Every line below should be repeated exactly.

━━ Supplied entries ━━

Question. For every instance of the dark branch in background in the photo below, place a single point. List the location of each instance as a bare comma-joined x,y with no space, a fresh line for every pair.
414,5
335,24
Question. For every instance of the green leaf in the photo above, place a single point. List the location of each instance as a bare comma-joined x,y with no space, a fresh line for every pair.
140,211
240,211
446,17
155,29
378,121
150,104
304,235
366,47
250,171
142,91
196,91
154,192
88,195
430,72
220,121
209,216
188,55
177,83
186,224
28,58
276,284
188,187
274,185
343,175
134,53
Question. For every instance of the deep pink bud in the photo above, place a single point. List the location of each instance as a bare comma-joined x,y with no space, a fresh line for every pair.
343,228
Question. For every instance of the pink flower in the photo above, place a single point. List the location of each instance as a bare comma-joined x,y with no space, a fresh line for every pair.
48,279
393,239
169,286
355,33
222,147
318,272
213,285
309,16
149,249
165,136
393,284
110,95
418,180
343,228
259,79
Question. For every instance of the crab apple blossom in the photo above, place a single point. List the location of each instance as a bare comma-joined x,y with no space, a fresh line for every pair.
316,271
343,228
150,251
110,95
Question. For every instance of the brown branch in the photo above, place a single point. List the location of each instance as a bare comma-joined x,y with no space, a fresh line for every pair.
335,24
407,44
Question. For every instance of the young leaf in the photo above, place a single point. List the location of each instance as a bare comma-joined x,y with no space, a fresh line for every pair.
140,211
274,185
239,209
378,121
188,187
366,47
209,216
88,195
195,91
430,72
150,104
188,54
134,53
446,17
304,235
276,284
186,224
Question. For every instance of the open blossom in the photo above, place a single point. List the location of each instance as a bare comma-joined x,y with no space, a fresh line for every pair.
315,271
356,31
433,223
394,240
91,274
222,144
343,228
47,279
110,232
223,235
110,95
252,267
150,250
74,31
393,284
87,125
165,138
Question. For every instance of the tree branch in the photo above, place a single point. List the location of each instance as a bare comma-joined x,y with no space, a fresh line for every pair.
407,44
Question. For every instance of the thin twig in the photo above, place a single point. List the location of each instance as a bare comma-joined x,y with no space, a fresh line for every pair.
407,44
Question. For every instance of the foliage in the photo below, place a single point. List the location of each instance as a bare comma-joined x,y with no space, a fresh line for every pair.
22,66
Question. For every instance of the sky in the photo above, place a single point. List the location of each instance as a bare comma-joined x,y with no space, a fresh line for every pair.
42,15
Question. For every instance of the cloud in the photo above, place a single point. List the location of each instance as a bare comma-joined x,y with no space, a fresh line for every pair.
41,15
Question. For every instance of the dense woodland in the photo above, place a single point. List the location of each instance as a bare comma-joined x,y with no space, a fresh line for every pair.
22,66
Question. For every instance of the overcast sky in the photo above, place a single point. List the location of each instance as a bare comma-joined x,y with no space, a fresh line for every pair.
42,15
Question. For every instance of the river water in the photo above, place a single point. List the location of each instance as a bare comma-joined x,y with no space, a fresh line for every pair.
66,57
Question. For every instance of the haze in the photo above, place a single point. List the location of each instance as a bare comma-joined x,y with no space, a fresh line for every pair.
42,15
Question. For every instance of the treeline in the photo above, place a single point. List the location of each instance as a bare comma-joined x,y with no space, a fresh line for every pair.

━━━

Task output:
Question. For every instance of the dark branch in background in the photo below, place a single point. List the location of each instance as a bare comma-joined x,y with no space, a fresh line for every pair.
414,5
335,24
Question. For every instance of the green leaf in the photo above, place a single point. List the location of each instance as a bare comma-joined x,y with no space, a fresh line for every pair.
140,211
240,211
446,17
155,29
378,121
150,104
304,235
366,47
250,171
142,91
196,91
154,192
88,195
430,72
220,121
209,216
188,55
177,83
186,224
28,58
276,284
188,187
274,185
343,175
134,53
Question. For every instance of the deep pink bud in the photo above, place a single point. List the location of each instance as a bare comma-joined x,y with no space, a fresh line for every pair.
343,228
Question. For every instance of the pink flower in the photo above, place a single point. List the location of each instance as a bare comma-joined x,y with no space, a fresh line for every pair.
48,279
393,239
169,286
355,33
222,147
318,272
213,285
309,16
149,249
165,136
393,284
110,95
418,180
343,228
259,79
Question. For every instance of the crab apple blossom in the photo above, place a single point. List the location of each instance as a bare comma-joined x,y with no space, a fresh line for every pair.
316,271
343,228
150,251
110,95
Question. For every instance of the brown branch in the photo above, place a single point. List the location of each instance as a bare comma-joined x,y with no space, a fresh line for every pair.
335,24
407,44
Question. For every instance of the young leaf in the photo above, place a single point. List the location of each instance as a bare comma-joined x,y with no space, a fresh line for every pair.
140,211
274,185
239,209
378,121
188,187
366,47
209,216
88,195
195,91
430,72
150,104
188,54
134,53
446,17
304,235
276,284
186,224
Question. For every instance of the open blossom in the photo above, place a single point. List the location of each instance as a bare comma-joined x,y with no space, a fresh line for every pair.
315,271
356,31
433,223
394,240
91,274
222,144
343,228
47,279
110,232
223,235
110,95
252,267
150,250
74,31
393,284
87,125
165,138
Question. For every instance of the tree branch in the photo above, place a single point. List the location of each instance as a bare comma-joined x,y with no space, a fresh line for every pair.
407,44
Question. For every instance of the thin twig in the photo above, place a single point. List the location of each instance as a bare comma-joined x,y with no space, a fresh line for every pair.
407,44
Question. For every instance of the foliage in the photo below, place a single point. List the location of each instance as a bare comma-joined x,y with no space, a fresh line for every pair.
22,66
Question. For every instance of the sky in the photo above, place a single point. List the location of each instance as a bare comma-joined x,y with no space, a fresh line for every pair.
42,15
Question. For every instance of the cloud in the photo above, place a single point. List the location of each instance as a bare comma-joined x,y with no space, a fresh line for every pair.
41,15
Question. For every instance of the dense woodland in the photo above, place a single point. List the location of each instance as a bare comma-joined x,y with no space, a fresh line for every pair.
22,66
Question. For every instance of the overcast sky in the photo above, place a single point. List the location of each instance as a bare comma-joined x,y with no space, a fresh line for every pair.
42,15
Question. For every instance of the river water in the photo above, place a single point. List the location of each instance as a bare comma-joined x,y with no space, a fresh line for every pair.
66,57
Question. For every instance of the haze in the photo above, place a single point. List the location of each instance as a bare comma-joined x,y with no space, a fresh line for every pair.
42,15
Question. For every instance of the treeline in the photo above, place a single point. List the location of each instance as a bare comma-joined x,y with no space, a fresh line for every pair.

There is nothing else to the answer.